Segment Start: Exercise input
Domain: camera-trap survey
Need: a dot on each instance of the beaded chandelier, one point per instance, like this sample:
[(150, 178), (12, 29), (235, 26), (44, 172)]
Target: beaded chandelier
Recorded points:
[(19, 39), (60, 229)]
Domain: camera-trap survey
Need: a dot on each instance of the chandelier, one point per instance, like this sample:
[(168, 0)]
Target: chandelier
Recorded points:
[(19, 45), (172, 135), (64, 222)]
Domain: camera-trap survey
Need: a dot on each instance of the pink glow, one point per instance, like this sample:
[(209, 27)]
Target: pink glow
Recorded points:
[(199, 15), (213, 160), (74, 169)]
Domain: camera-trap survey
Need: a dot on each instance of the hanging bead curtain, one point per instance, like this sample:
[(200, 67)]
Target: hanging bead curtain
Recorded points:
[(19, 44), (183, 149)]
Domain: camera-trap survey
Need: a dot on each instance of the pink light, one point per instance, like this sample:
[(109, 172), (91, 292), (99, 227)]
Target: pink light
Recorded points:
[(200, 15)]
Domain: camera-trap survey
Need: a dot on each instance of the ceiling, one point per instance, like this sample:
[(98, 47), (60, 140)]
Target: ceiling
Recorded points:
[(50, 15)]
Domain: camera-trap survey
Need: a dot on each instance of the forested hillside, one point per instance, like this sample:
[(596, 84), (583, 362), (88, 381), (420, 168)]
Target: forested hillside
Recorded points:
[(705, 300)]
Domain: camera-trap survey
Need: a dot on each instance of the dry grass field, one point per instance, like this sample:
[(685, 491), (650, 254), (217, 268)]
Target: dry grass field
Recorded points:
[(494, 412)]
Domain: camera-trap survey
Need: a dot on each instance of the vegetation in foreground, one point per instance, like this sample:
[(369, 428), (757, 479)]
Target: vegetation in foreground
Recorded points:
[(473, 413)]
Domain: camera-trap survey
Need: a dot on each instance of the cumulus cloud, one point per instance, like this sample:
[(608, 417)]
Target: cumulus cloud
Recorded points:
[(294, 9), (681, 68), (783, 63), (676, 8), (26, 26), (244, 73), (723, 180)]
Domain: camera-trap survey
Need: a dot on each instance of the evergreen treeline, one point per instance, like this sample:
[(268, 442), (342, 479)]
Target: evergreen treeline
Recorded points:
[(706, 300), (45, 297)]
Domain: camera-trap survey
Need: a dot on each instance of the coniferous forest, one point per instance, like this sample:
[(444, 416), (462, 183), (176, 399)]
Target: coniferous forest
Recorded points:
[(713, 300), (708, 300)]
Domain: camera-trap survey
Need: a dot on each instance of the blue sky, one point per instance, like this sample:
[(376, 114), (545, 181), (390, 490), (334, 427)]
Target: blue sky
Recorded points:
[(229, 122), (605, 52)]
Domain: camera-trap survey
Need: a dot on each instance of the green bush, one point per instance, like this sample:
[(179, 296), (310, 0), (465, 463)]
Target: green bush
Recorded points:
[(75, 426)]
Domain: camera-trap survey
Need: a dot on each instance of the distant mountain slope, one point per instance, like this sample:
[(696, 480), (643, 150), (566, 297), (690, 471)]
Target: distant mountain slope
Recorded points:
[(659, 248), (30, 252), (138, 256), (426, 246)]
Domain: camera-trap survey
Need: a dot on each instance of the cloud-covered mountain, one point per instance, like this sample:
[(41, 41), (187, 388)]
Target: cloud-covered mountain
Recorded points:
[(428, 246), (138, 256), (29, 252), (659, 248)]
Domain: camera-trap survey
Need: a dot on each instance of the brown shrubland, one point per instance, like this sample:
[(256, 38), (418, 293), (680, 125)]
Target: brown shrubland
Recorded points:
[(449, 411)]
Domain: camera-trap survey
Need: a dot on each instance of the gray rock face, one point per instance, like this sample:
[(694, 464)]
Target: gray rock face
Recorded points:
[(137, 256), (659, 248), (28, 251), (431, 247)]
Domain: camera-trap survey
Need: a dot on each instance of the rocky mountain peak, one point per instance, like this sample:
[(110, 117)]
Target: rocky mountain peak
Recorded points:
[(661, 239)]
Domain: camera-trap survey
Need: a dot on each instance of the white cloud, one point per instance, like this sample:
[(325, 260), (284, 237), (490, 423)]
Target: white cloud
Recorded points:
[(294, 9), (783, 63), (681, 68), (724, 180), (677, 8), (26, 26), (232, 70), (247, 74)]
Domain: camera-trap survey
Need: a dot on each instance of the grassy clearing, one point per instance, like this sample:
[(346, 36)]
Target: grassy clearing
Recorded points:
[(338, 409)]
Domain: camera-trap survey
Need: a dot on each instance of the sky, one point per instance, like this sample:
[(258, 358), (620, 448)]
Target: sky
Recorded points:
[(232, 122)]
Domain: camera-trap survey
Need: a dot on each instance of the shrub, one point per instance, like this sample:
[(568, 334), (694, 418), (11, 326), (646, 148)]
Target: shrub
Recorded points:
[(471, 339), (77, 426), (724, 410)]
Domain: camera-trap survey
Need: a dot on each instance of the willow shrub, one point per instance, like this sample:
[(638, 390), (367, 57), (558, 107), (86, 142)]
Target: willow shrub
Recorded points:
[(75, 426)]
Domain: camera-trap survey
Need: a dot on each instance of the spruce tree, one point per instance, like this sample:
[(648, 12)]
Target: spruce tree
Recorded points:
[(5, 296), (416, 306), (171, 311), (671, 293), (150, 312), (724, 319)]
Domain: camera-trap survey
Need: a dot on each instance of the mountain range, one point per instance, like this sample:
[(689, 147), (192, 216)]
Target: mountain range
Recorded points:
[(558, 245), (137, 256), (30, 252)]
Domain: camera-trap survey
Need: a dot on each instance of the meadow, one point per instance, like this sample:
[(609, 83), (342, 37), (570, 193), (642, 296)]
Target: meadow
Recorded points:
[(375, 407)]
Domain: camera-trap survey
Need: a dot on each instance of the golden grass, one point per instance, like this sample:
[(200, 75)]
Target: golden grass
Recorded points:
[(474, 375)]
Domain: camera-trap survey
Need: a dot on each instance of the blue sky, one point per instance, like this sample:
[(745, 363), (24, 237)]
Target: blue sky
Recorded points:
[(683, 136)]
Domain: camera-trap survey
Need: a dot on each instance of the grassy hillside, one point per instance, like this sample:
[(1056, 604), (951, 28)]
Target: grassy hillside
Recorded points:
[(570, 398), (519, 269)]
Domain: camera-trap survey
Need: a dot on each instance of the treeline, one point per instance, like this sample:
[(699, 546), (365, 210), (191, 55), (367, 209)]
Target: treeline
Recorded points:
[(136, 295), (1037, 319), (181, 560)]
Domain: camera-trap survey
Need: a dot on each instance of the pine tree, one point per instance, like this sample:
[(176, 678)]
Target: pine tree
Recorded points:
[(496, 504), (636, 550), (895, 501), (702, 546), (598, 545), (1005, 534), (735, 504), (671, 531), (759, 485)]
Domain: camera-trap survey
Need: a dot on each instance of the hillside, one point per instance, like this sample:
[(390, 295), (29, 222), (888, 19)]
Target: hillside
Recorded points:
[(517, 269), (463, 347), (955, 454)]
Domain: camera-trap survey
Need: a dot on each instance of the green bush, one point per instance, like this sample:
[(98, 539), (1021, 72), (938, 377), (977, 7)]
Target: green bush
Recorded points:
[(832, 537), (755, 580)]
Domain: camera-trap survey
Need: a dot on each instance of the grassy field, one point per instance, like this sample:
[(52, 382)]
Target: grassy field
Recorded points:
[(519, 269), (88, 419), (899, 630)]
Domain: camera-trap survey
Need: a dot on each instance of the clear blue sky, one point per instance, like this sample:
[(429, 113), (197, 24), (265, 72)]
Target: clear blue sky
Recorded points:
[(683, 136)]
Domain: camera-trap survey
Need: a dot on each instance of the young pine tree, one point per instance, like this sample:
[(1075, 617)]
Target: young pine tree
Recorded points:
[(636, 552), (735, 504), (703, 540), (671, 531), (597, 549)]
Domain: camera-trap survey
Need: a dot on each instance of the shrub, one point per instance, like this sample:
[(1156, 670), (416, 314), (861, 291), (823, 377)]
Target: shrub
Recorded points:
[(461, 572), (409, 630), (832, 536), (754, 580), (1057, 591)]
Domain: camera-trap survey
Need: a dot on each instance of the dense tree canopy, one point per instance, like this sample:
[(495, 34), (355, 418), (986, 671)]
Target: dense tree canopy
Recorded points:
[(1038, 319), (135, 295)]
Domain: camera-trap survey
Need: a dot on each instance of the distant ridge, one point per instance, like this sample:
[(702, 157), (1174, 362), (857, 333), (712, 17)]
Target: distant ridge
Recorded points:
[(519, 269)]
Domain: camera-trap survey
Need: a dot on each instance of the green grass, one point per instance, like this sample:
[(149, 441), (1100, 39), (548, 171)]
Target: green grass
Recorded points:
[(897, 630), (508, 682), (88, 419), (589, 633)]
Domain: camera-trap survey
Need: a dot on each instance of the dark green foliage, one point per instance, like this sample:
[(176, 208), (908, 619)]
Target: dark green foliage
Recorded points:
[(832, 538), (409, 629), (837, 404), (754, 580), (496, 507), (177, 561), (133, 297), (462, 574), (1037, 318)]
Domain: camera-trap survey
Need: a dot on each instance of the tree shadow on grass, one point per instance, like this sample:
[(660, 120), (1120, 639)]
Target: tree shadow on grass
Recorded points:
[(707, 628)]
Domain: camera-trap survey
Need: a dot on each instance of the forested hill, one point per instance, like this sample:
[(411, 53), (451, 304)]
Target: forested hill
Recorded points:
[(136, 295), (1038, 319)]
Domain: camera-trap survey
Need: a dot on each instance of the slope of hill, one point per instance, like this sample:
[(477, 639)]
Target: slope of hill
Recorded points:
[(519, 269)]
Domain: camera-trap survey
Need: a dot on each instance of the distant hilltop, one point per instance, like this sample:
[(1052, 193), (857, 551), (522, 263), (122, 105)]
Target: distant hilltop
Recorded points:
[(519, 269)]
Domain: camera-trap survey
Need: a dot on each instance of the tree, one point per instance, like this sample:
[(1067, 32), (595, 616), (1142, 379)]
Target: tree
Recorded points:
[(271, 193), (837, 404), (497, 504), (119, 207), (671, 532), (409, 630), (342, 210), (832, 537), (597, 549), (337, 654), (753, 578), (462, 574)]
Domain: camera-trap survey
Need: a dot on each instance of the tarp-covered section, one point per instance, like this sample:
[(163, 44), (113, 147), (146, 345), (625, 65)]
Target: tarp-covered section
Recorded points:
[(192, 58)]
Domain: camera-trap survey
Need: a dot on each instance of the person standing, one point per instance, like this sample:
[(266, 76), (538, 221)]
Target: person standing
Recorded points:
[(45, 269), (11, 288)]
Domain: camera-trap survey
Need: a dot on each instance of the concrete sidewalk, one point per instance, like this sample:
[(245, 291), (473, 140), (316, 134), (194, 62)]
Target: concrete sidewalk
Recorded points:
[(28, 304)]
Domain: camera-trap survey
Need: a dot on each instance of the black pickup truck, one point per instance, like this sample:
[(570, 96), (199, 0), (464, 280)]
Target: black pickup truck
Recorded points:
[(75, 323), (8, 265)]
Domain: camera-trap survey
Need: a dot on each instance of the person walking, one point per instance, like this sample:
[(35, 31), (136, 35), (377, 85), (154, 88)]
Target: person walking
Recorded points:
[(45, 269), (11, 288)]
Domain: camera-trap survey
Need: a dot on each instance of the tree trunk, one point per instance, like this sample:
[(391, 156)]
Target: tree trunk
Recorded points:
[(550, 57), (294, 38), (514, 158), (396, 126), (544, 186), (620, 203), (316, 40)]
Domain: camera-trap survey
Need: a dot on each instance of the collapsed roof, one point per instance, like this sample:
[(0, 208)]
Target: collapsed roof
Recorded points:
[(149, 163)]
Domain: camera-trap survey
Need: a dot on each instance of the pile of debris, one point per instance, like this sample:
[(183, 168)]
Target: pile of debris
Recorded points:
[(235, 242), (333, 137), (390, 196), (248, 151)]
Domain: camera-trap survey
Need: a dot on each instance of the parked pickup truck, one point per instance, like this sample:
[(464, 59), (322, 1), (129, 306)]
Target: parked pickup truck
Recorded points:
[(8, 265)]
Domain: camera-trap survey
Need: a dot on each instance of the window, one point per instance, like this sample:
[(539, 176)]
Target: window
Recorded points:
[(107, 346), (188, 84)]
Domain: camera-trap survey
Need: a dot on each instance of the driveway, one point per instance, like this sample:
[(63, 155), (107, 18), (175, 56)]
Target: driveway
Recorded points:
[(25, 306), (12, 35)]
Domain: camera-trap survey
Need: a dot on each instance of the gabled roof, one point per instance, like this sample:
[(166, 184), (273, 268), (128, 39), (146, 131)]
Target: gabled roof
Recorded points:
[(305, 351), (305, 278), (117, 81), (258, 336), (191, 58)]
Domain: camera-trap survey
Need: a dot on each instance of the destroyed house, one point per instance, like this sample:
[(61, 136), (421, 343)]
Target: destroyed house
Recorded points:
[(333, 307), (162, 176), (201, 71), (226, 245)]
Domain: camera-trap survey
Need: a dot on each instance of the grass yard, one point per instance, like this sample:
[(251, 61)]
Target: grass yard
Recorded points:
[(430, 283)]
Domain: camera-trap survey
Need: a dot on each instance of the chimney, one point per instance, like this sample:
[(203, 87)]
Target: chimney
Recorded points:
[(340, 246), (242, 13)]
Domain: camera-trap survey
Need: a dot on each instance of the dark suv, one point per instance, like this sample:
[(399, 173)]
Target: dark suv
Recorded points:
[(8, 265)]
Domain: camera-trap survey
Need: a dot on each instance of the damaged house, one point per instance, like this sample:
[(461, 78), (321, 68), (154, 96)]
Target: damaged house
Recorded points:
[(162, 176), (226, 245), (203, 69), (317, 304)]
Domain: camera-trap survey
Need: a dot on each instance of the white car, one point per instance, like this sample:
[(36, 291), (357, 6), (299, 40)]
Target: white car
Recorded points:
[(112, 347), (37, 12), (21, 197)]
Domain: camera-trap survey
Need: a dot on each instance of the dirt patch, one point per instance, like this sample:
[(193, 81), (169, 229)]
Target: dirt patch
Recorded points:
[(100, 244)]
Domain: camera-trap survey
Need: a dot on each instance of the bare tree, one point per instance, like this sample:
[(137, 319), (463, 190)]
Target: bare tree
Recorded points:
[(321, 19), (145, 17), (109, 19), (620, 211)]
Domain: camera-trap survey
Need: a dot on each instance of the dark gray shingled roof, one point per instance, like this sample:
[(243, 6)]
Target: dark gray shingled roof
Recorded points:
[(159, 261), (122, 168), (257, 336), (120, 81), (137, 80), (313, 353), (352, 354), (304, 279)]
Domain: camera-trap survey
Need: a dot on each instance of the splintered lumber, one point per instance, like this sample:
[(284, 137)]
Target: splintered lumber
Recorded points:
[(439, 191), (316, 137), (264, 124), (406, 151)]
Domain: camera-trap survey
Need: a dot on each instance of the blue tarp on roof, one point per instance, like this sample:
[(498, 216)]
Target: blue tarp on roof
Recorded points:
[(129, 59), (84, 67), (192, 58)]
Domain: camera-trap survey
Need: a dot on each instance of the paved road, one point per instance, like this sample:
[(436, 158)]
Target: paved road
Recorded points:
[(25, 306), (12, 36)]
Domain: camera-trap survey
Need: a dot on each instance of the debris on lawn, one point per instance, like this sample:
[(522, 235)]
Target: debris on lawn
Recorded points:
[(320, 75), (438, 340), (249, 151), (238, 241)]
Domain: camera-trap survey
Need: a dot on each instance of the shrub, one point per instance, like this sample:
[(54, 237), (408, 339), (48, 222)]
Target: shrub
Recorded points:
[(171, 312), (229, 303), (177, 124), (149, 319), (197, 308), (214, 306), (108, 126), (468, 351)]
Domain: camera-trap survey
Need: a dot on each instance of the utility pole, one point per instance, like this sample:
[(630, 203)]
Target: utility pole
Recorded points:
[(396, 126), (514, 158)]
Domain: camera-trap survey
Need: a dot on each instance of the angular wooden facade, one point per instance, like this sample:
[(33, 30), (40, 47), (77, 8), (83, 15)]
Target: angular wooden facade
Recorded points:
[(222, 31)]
Segment End: Exercise input
▶ _Exercise objective_
Please restate only the opening stretch of the records above: every line from the first through the one containing "Target: forested hillside", exactly as written.

▶ _Written answer_
Domain: camera-trap survey
Need: a dot on each instance of the beaded chandelier, one point per instance, like this sample:
[(150, 178), (12, 29), (235, 26), (44, 172)]
Target: beaded chandelier
Recorded points:
[(19, 39), (60, 229)]
Domain: camera-trap survey
Need: a dot on each instance of the chandelier, one point per instance, like this sample:
[(168, 0)]
Target: chandelier
Recorded points:
[(19, 45), (172, 135), (64, 222)]
Domain: camera-trap survey
Need: a dot on each instance of the pink glow, one point per instance, like this sample:
[(209, 27)]
Target: pink glow
Recorded points:
[(199, 15), (213, 160), (74, 169)]
Domain: camera-trap survey
Need: a dot on each instance of the hanging bead curtain, one point per instance, like this sample:
[(200, 67)]
Target: hanging bead curtain
Recorded points:
[(19, 44), (183, 149)]
Domain: camera-trap survey
Need: a dot on each instance of the pink light, one point per instance, like this sample:
[(109, 172), (91, 292), (99, 227)]
Target: pink light
Recorded points:
[(200, 15)]
Domain: camera-trap survey
Need: a dot on each instance of the ceiling, one point per instance, like this sample:
[(98, 47), (60, 140)]
Target: ceiling
Recorded points:
[(50, 15)]
Domain: camera-trap survey
Need: a dot on each instance of the forested hillside, one point per instance, like this sample:
[(596, 84), (583, 362), (88, 381), (420, 168)]
Target: forested hillside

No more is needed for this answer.